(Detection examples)
=======

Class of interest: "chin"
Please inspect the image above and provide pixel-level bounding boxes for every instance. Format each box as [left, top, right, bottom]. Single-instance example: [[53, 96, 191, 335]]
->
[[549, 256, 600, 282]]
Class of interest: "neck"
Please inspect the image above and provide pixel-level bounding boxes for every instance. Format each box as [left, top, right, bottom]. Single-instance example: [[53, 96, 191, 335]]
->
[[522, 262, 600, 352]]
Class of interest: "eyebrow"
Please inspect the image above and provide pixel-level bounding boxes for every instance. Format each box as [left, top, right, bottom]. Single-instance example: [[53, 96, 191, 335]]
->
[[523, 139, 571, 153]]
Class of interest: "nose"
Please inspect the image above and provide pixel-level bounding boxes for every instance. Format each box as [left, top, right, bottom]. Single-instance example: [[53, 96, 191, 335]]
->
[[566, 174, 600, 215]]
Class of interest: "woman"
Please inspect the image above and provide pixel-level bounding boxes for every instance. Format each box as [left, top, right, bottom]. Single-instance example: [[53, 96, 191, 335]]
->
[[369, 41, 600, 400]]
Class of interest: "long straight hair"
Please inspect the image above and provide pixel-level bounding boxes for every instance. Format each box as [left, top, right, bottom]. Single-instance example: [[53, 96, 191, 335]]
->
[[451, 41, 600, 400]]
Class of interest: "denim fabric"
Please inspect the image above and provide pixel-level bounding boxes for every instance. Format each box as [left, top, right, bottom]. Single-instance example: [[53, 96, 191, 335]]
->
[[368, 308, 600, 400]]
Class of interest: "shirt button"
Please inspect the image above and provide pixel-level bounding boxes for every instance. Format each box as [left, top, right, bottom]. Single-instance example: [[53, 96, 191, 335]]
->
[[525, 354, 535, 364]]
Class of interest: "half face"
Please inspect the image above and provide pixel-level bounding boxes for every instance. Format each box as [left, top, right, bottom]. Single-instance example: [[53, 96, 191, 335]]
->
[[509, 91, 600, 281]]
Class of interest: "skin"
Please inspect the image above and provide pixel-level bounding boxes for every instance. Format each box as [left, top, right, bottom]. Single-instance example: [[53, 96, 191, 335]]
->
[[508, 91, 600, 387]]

=======

Aim of the exercise:
Gather each line of the items above that contains the string "Class". Letter case counts.

Result:
Class of interest: "chin"
Class of interest: "neck"
Class of interest: "eyebrow"
Class of interest: "nose"
Class of interest: "woman"
Class of interest: "long straight hair"
Class of interest: "denim fabric"
Class of interest: "shirt button"
Class of interest: "half face"
Class of interest: "skin"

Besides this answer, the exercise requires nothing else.